**Provided text:**
>> Begin

From mboxrd@z Thu Jan  1 00:00:00 1970
From: Liran Alon <LIRAN.ALON@ORACLE.COM>
Subject: Re: [PATCH] KVM: nVMX: Fix races when sending nested PI while dest
 enters/leaves L2
Date: Thu, 16 Nov 2017 20:36:11 +0200
Message-ID: <5A0DDA9B.9040808@ORACLE.COM>
References: <1510252040-5609-1-git-send-email-liran.alon@oracle.com> <a9bf526f-032d-0515-0d69-e56425943251@redhat.com> <20171110180616.GE15561@flask> <0b202d55-6c87-e9b9-49aa-74aa7e83ff6b@redhat.com> <5A062A2C.9040102@ORACLE.COM> <20171116173714.GC20438@flask>
Mime-Version: 1.0
Content-Type: text/plain; charset=UTF-8; format=flowed
Content-Transfer-Encoding: 8bit
Cc: Paolo Bonzini <pbonzini@redhat.com>, kvm@vger.kernel.org,
        jmattson@google.com, wanpeng.li@hotmail.com, idan.brown@ORACLE.COM,
        Krish Sadhukhan <krish.sadhukhan@ORACLE.COM>
To: =?UTF-8?B?UmFkaW0gS3LEjW3DocWZ?= <rkrcmar@redhat.com>
Return-path: <kvm-owner@vger.kernel.org>
Received: from userp1040.oracle.com ([156.151.31.81]:39300 "EHLO
        userp1040.oracle.com" rhost-flags-OK-OK-OK-OK) by vger.kernel.org
        with ESMTP id S1751741AbdKPSgS (ORCPT <rfc822;kvm@vger.kernel.org>);
        Thu, 16 Nov 2017 13:36:18 -0500
In-Reply-To: <20171116173714.GC20438@flask>
Sender: kvm-owner@vger.kernel.org
List-ID: <kvm.vger.kernel.org>


On 16/11/17 19:37, Radim Krčmář wrote:
> 2017-11-11 00:37+0200, Liran Alon:
>> On 10/11/17 23:37, Paolo Bonzini wrote:
>>> On 10/11/2017 19:06, Radim Krčmář wrote:
>>>>> 	/* the PIR and ON have been set by L1. */
>>>>> 	if (!kvm_vcpu_trigger_posted_interrupt(vcpu, true)) {
>>>> This would still fail on the exiting case.
>>>>
>>>> If one VCPU was just after a VM exit, then the sender would see it
>>>> IN_GUEST_MODE, send the posted notification and return true, but the
>>>> notification would do nothing
>>>
>>> It would cause *something*---a vmexit because the vector doesn't match
>>> the L1 posted interrupt.  Then smp_kvm_posted_intr_nested_ipi would be
>>> invoked from vmx_handle_external_intr.

>> End

**What is asked:**
- 1) In the KVM patch email, which function does Paolo Bonzini say would be invoked from vmx_handle_external_intr?
- 2) Write the next part of the KVM patch email, starting right after its last line.

**Stored records:**
>> Begin

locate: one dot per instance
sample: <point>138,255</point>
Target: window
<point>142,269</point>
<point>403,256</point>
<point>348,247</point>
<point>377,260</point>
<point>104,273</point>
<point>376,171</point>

>> End

**Outputs in order:**
- 1) smp_kvm_posted_intr_nested_ipi

- 2)
>>>
>>> Could we detect the vector in vmx_handle_external_intr and set
>>> pi_pending+KVM_REQ_EVENT?  Or invoke a function in KVM from
>>> smp_kvm_posted_intr_nested_ipi?  Or would both be insane?...
>>>
>>
>> I have actually thought about it before writing this patch. But have found
>> an issue with this approach (which doesn't exist in this v1 patch and in
>> Radim's suggestion for v2):
>>
>> Consider the case sender sees vcpu->mode==IN_GUEST_MODE and before it sends
>> the physical IPI, dest CPU exits from guest and continues in L0 all the way
>> until vcpu_enter_guest() and pass the part it checks for KVM_REQ_EVENT but
>> before it disables interrupts. Then sender sends the physical IPI which is
>> received in host-context and therefore runs smp_kvm_posted_intr_nested_ipi()
>> which sets KVM_REQ_EVENT & pi_pending=true. But without Radim's suggestion
>> of checking pi_pending after interrupts disabled, this is too late as dest
>> CPU will not check these again until next exit from L2 guest.
>>
>> I hope I didn't misunderstand something here :)
>
> kvm_request_pending() would notice KVM_REQ_EVENT and forces the VM entry
> to restart, so that wouldn't be a problem.
>
> I just realized another complication, though: when the sender looks at
> IN_GUEST_MODE and before it sends IPI, the destination can reschedule to
> a different VCPU => the IPI handler cannot use the 'current VCPU' and we
> have to build a list of VCPUs potentially awaiting notification vector
> for every PCPU, which makes it strictly worse than just looking directly
> at the ON bit, IMO.
>

It's funny because I have actually tried to first implement Paolo's 
suggestion and noticed this exact issue when implementing the IPI 
handler at host-side.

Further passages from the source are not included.